- _Description of the task_
Line by line, transcribe the data below exactly and pass over the images.

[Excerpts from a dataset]
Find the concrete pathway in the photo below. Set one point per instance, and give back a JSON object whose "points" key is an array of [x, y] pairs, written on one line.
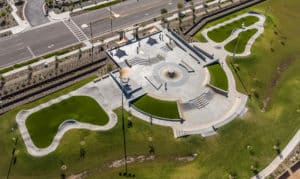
{"points": [[258, 25], [88, 90], [279, 159]]}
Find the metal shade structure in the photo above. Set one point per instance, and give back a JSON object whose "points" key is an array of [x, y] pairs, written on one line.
{"points": [[124, 75], [120, 53], [151, 41]]}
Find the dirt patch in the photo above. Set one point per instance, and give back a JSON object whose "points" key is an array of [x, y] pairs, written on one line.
{"points": [[276, 78]]}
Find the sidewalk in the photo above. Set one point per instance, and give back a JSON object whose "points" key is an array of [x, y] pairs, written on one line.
{"points": [[277, 161], [22, 24]]}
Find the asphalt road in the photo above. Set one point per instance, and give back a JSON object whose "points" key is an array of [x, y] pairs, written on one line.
{"points": [[51, 37], [34, 43], [34, 12]]}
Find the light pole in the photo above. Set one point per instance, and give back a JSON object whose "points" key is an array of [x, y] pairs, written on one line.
{"points": [[233, 56], [110, 14], [124, 78], [91, 31]]}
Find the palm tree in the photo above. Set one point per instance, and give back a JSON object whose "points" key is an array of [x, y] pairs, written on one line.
{"points": [[30, 71], [180, 6], [56, 62], [2, 81], [79, 53], [163, 12], [193, 11]]}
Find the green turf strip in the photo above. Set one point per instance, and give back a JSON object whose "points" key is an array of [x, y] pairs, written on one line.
{"points": [[165, 109], [243, 37], [43, 125], [222, 33], [218, 77]]}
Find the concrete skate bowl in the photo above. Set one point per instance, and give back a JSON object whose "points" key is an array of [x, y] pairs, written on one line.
{"points": [[74, 112]]}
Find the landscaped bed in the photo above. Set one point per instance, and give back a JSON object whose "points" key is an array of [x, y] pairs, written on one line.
{"points": [[164, 109], [218, 76], [222, 33], [43, 125], [243, 39]]}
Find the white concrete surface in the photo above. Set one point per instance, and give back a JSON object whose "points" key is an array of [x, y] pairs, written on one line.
{"points": [[277, 161]]}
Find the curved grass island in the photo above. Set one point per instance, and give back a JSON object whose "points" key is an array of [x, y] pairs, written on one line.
{"points": [[157, 108], [44, 124], [218, 76]]}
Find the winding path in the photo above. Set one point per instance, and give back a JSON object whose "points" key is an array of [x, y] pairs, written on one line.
{"points": [[258, 25], [88, 90]]}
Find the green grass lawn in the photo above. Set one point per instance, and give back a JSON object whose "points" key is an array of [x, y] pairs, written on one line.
{"points": [[243, 40], [43, 125], [165, 109], [218, 155], [218, 76], [222, 33], [199, 37]]}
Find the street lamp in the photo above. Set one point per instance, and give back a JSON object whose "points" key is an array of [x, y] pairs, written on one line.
{"points": [[124, 78]]}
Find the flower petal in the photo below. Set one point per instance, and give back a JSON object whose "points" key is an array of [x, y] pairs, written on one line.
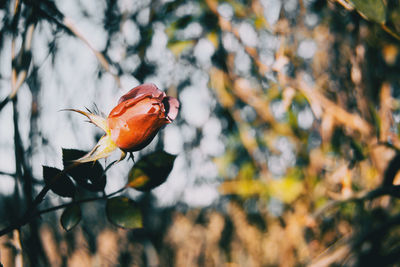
{"points": [[147, 89]]}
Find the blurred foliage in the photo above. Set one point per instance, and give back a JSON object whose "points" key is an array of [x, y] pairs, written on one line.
{"points": [[307, 96]]}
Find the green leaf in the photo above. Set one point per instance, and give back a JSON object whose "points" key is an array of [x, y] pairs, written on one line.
{"points": [[71, 216], [58, 182], [151, 171], [374, 10], [124, 212], [88, 175]]}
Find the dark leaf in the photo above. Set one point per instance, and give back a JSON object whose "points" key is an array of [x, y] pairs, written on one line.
{"points": [[374, 10], [71, 216], [88, 175], [58, 182], [151, 171], [124, 212]]}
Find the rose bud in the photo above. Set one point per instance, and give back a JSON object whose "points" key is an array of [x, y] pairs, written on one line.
{"points": [[140, 114], [133, 123]]}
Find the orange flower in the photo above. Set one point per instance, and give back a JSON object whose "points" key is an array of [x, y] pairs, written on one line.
{"points": [[138, 117], [133, 123]]}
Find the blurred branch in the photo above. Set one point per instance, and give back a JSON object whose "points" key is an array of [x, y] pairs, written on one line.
{"points": [[32, 214], [321, 103], [393, 191], [8, 174], [50, 11]]}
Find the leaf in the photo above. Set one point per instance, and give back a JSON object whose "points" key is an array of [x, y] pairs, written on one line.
{"points": [[58, 182], [124, 212], [151, 171], [71, 216], [89, 175], [374, 10], [178, 47]]}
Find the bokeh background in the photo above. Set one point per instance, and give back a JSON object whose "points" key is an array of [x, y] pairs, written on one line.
{"points": [[287, 137]]}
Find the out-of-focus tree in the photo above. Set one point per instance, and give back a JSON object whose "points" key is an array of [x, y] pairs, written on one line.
{"points": [[295, 103]]}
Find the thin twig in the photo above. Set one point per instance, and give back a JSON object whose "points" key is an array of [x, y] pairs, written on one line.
{"points": [[33, 215]]}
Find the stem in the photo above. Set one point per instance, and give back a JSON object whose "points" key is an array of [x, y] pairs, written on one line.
{"points": [[32, 214]]}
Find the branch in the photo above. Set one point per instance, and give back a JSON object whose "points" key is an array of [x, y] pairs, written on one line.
{"points": [[393, 191], [32, 215]]}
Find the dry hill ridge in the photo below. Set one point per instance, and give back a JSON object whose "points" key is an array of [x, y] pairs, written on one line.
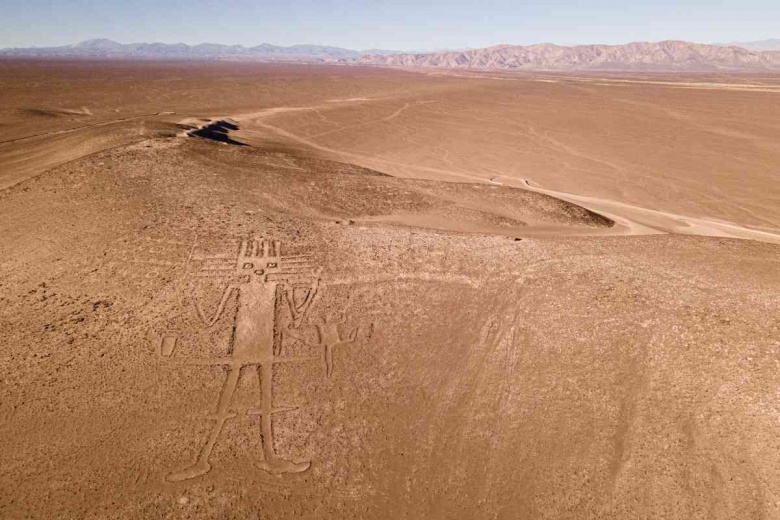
{"points": [[669, 55]]}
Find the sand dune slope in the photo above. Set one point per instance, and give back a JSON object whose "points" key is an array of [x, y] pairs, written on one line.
{"points": [[407, 371]]}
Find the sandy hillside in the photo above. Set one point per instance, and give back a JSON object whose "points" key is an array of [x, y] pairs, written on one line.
{"points": [[304, 326]]}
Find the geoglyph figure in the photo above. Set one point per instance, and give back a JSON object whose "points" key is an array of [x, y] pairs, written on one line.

- _Written response_
Find the concrete pathway in the photo below. Set one point per instance, and give back a JSON object whose "points" key is an array of [x, y] pairs, written on one line.
{"points": [[258, 25], [88, 90], [279, 159]]}
Find the metal shade structure in the photo above. Set one point per instance, and give back a JSON object whose "points" key is an array of [x, y] pairs, written on one line.
{"points": [[124, 75], [120, 53], [151, 41]]}
Find the dirt patch in the photo above. Set one point per instance, and give back a JSON object whose "points" key is an array of [x, y] pairs, written on one line.
{"points": [[276, 78]]}
Find the sidewalk in the photo above. Set one point per instance, and give back a JSON object whose "points" key is an array of [x, y] pairs, written on one line.
{"points": [[277, 161], [22, 24]]}
Find the asphalt road in the photo above. Set one point per instance, and give back a JSON object whose "points" key is an array of [x, y] pairs, written on one line.
{"points": [[51, 37], [34, 43], [34, 12]]}
Find the light pole in the photo above. Set one point per instance, and give back a JSON object whose "points" key is an array of [x, y] pairs, written on one line.
{"points": [[233, 56], [110, 14], [124, 78], [91, 31]]}
Find the palm tree in the photo above. Set one point per instance, and give back a JSON object whose "points" key is an array of [x, y] pairs, written on one line.
{"points": [[30, 71], [180, 6], [56, 62], [2, 81], [79, 53], [163, 12], [193, 11]]}
Find the green turf strip in the photo above. Set one point per instance, and give back a JSON object whose "points" key is an array of [x, y] pairs, written on one line.
{"points": [[165, 109], [243, 37], [43, 125], [222, 33], [218, 77]]}
Find the concrete skate bowl in the photo above. Set one point per instance, and give back a JSON object whose "points" key is an array of [x, y] pairs, written on one line.
{"points": [[74, 112]]}
Find the landscaped bed in the photo above. Set one point per instance, and give back a JSON object whose "points" key is an array of [x, y] pairs, written on one line.
{"points": [[164, 109], [218, 76], [222, 33], [43, 125], [243, 39]]}
Find the white concrete surface in the photo above. Set one point per instance, and give back a JSON object whose "points" key is an array of [x, y] pairs, written on one line.
{"points": [[277, 161]]}
Find the curved grass island in the photo above. Set one point per instance, and give back a JSON object whose "points" key is an array of [x, y] pairs, written on one line.
{"points": [[157, 108], [44, 124], [218, 76]]}
Find the winding path in the photo above. Set one point per instance, and give back a JSON object whose "points" key is an array of [x, y] pairs, written on one line.
{"points": [[258, 25], [88, 90]]}
Find the green grass lawn in the photo above. Set one point per instance, and give back a JSON object whose "points" key is an array of [x, y] pairs, written on one line.
{"points": [[243, 40], [43, 125], [165, 109], [218, 155], [218, 76], [222, 33], [199, 37]]}
Find the street lamp in the photo above. Set one point per instance, and give back a JSON object whose "points" key is an array of [x, y] pairs, written on one line.
{"points": [[124, 78]]}
Find the flower petal in the photo below. Set one point per instance, and give back a JSON object whose "points" key is an array of [x, y] pairs, written on one line.
{"points": [[147, 89]]}
Find the blurred foliage in the photo above. Set one point per instance, and give back a JSON object whose "points" key is an array of [x, y] pairs, written on one line.
{"points": [[307, 96]]}
Find the green leaf in the photo above. Set one point per instance, and give back a JSON object whose "points" key is an array of [x, y] pairs, written on one line.
{"points": [[71, 216], [58, 182], [151, 171], [374, 10], [124, 212], [88, 175]]}
Find the dark leaf in the photo above. Set one point per instance, and give back a JSON object whose "points" key is an array of [x, y] pairs, written on one line.
{"points": [[374, 10], [71, 216], [88, 175], [58, 182], [151, 171], [124, 212]]}
Find the rose bud in the photo above. Set one point per instance, and give back a JSON object whose "points" key is an array of [x, y] pairs, written on one line.
{"points": [[140, 114], [133, 123]]}
Find the orange flower in the photo above. Set one point per instance, and give back a JSON object whose "points" key is an array of [x, y] pairs, written on one line.
{"points": [[138, 117], [133, 123]]}
Find the blurred branch in the photo above. Set one point per instance, and give back a JSON object whose "points" key is an array of [x, y] pairs, written on one line.
{"points": [[32, 214], [321, 103], [393, 191], [8, 174], [50, 11]]}
Find the leaf in the photo above. Set one point per instance, and give back a JSON object whose "points" key is an array of [x, y] pairs, written on one line.
{"points": [[58, 182], [124, 212], [151, 171], [71, 216], [89, 175], [374, 10], [178, 47]]}
Find the bokeh background in the photo above. Set one point per instance, and give back a JSON object whose "points" key is an array of [x, y] pairs, written on one line.
{"points": [[287, 137]]}
Find the out-of-focus tree in the photo above. Set one point per instance, and give back a JSON object whose "points" key is an array of [x, y] pairs, written on one line.
{"points": [[295, 103]]}
Find the thin twig in the photo above. Set one point per instance, and give back a JSON object whose "points" key is an array of [x, y] pairs, written on one line.
{"points": [[33, 215]]}
Find the stem in the photo above. Set one point per instance, and give back a JSON object whose "points" key is an array of [x, y] pairs, written on one line.
{"points": [[32, 214]]}
Find the branch in the photo above. Set one point per instance, and give back a JSON object whose "points" key is an array of [x, y] pairs, written on one line.
{"points": [[393, 191], [32, 215]]}
Find the dry hill ridge in the photo below. Set one point per instance, and give back a JSON object whose "points" key is an array of [x, y] pairs, written on one line.
{"points": [[669, 55]]}
Find the sand dune slope in the photo above. Set one point per instance, and give back a JSON object whose "points" key is an array of [x, y] pairs, written on one line.
{"points": [[407, 371]]}
Find the sandy hillside in the photo above. Set one point per instance, and give back a JSON object whose "points" key is an array of [x, y] pairs, written on one line.
{"points": [[304, 326]]}
Find the geoglyph figure in the photo above. Set one point per instance, and give back a JSON object whose "points" key is an array of [x, y] pairs, written on one line.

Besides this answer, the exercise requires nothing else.